**WHAT IS BEING ASKED:**
Copied exactly and without pictures, the lines from the beginning of the entries through the one that holds "Target: white window shutter" should form the entire reply.

**Natural-language object grounding data:**
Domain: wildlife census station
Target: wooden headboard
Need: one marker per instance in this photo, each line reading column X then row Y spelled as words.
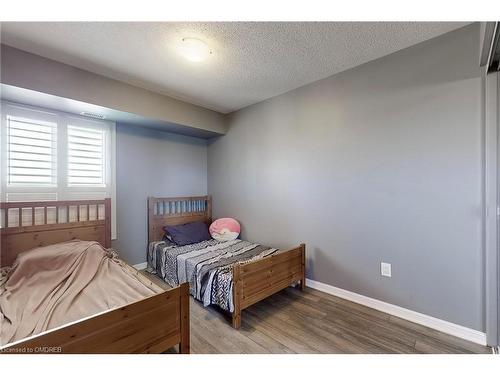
column 26, row 225
column 175, row 211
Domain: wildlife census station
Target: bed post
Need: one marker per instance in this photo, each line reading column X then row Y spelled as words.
column 184, row 347
column 237, row 296
column 303, row 267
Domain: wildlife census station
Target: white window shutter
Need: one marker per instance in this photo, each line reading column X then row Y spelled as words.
column 86, row 156
column 31, row 152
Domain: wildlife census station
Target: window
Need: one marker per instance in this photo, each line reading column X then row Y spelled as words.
column 31, row 150
column 49, row 155
column 86, row 153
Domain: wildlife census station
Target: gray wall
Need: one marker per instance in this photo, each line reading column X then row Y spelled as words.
column 152, row 163
column 379, row 163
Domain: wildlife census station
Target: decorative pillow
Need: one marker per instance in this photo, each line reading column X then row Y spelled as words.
column 187, row 234
column 225, row 229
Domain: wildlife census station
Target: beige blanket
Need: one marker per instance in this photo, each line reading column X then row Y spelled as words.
column 57, row 284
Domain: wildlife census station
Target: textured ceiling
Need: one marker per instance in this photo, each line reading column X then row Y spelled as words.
column 251, row 61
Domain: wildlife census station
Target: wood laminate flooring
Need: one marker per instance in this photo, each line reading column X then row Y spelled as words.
column 292, row 321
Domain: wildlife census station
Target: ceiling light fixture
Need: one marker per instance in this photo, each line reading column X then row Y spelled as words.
column 194, row 50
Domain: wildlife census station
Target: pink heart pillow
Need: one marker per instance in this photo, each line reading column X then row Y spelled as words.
column 225, row 229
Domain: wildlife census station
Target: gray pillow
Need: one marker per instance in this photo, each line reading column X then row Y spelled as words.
column 186, row 234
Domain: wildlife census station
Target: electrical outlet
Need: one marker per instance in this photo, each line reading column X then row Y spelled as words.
column 385, row 269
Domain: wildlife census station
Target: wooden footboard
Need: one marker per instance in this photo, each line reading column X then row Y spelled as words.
column 257, row 280
column 151, row 325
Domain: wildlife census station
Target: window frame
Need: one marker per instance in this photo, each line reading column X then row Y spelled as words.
column 62, row 190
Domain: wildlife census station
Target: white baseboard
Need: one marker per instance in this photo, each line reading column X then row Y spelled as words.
column 413, row 316
column 140, row 266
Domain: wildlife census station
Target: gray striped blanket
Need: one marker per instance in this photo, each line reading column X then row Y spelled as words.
column 207, row 266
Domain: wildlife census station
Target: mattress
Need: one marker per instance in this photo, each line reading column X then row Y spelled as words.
column 50, row 286
column 206, row 265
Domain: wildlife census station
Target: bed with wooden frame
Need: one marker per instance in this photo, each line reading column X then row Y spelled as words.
column 126, row 329
column 252, row 282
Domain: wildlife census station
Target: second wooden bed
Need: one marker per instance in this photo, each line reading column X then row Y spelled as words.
column 253, row 281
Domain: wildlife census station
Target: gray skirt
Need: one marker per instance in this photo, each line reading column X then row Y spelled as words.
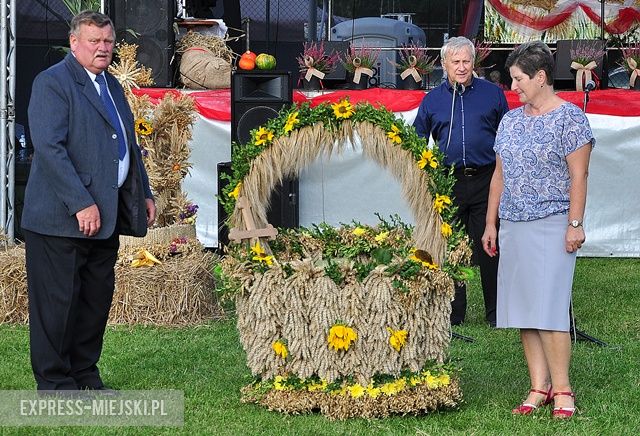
column 535, row 275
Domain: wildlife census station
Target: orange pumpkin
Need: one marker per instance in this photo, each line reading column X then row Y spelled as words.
column 246, row 63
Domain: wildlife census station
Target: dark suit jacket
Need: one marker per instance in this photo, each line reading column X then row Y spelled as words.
column 75, row 161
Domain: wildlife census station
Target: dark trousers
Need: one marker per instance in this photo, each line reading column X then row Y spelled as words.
column 71, row 283
column 471, row 196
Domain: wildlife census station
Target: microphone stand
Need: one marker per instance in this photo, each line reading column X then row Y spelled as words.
column 577, row 335
column 586, row 99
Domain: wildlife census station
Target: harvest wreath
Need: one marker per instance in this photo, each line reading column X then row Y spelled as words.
column 353, row 321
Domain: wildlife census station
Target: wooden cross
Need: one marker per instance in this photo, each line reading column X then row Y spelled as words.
column 251, row 232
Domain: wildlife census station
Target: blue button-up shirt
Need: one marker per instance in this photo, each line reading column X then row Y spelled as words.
column 476, row 115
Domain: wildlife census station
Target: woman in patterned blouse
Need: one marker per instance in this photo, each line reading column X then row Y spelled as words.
column 538, row 192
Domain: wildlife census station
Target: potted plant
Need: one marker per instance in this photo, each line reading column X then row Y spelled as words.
column 584, row 58
column 413, row 65
column 315, row 63
column 631, row 62
column 359, row 61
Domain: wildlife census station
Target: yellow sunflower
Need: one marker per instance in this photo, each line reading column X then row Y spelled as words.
column 340, row 337
column 427, row 158
column 446, row 230
column 397, row 338
column 441, row 202
column 143, row 127
column 263, row 136
column 261, row 255
column 343, row 109
column 280, row 348
column 236, row 191
column 394, row 135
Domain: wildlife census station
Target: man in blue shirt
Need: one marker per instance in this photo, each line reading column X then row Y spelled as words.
column 462, row 116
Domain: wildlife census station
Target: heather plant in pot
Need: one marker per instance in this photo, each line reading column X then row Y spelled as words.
column 314, row 63
column 413, row 64
column 360, row 61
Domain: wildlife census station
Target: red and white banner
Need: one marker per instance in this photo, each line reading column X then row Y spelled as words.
column 515, row 21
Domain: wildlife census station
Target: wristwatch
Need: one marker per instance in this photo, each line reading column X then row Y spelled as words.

**EXERCISE RESPONSE:**
Domain: wildlife census station
Target: wooden headboard
Need: one marker per instance in this photo, each line reading column X then row Y spelled as words.
column 26, row 225
column 175, row 211
Domain: wildlife census station
Target: bed post
Need: one marker per instance in this photo, each line reading column X then row Y spelled as words.
column 184, row 347
column 237, row 296
column 303, row 267
Domain: wildlife census station
Target: white window shutter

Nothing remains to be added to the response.